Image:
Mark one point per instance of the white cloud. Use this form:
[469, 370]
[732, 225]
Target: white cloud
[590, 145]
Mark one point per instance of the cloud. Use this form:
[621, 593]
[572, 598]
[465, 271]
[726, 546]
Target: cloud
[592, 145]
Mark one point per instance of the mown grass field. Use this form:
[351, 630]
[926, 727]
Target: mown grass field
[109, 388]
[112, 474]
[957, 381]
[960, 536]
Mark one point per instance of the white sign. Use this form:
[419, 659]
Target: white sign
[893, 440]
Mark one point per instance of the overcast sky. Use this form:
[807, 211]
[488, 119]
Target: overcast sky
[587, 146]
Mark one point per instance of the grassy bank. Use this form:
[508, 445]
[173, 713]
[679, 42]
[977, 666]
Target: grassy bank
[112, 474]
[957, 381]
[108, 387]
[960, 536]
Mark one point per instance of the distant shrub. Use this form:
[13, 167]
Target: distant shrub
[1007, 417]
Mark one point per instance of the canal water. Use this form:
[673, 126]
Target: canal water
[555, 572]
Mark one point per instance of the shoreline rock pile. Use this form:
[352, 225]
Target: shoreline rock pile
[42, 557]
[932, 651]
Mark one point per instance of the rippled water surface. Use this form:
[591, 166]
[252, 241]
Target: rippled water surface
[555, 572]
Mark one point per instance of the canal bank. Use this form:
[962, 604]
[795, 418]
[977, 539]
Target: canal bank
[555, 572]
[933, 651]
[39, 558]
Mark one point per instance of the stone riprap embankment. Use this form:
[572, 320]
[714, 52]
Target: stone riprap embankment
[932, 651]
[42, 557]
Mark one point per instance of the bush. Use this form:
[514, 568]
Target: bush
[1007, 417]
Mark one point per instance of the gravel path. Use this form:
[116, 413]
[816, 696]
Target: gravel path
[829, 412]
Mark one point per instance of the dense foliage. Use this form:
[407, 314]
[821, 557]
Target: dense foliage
========================
* Goal *
Please copy the whole listing above line for line, keeping every word, number, and bracket unchanged.

* Answer for this exercise *
Image:
Mark one point per instance of the white cloud. Use this form:
[469, 370]
[732, 225]
Target: white cloud
[590, 145]
Mark one point per instance of the cloud. Use this form:
[621, 593]
[572, 598]
[465, 271]
[726, 546]
Target: cloud
[592, 145]
Mark one point per instance of the mown grass field. Use this form:
[351, 630]
[926, 727]
Target: mown grass field
[109, 388]
[112, 474]
[957, 381]
[960, 536]
Mark one point per instance of the white sign. Use this form:
[419, 659]
Target: white sign
[893, 440]
Mark one point per instance of the overcast sky. Use this form:
[807, 211]
[488, 119]
Target: overcast sky
[587, 146]
Mark one point per instance of the grassy bank. Use this form:
[508, 445]
[173, 713]
[679, 42]
[977, 666]
Target: grassy bank
[112, 474]
[957, 381]
[108, 387]
[960, 536]
Mark one point per instance of the distant shrub. Use this form:
[13, 167]
Target: distant shrub
[1007, 417]
Mark one point per instance of the canal water. Use this form:
[673, 126]
Target: canal water
[555, 572]
Mark one point per instance of the shoreline rock pile. Use this form:
[352, 225]
Target: shoreline rock pile
[42, 557]
[932, 651]
Mark one point per instance of the rippled water surface. Use this form:
[591, 166]
[252, 241]
Target: rippled water surface
[555, 572]
Mark one point per instance of the canal bank. Use this form:
[962, 604]
[795, 418]
[977, 539]
Target: canal bank
[555, 572]
[933, 651]
[39, 558]
Mark one point per instance of the stone riprap embankment. Use this form:
[572, 320]
[714, 52]
Target: stone riprap embankment
[932, 651]
[42, 557]
Mark one point per instance of the bush. Use this form:
[514, 568]
Target: bush
[1007, 417]
Mark one point per instance of the gravel path. Use this form:
[116, 413]
[816, 696]
Target: gravel path
[829, 412]
Mark one point per instance of the dense foliage. Use this form:
[407, 314]
[821, 557]
Target: dense foliage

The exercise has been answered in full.